Exercise brief:
Your task is to copy every line of the entries that holds the word "bank".
**** Data
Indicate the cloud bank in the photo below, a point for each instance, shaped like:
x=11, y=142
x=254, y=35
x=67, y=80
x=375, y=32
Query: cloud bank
********
Reply:
Indicate the cloud bank in the photo below, a point for each instance, shaped like:
Query: cloud bank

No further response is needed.